→ Description of the task
The entries follow. Please return all of them exactly.

Records excerpted from a collection
= Beginning of Section =
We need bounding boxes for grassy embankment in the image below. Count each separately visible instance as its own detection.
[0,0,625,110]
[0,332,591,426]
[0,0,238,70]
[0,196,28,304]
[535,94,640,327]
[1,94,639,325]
= End of Section =
→ Exercise answer
We need bounding boxes for grassy embankment in the image below. Count each separately visible instance as its own detection.
[0,0,625,110]
[0,332,591,426]
[0,0,238,70]
[0,196,28,304]
[535,94,640,327]
[1,94,639,325]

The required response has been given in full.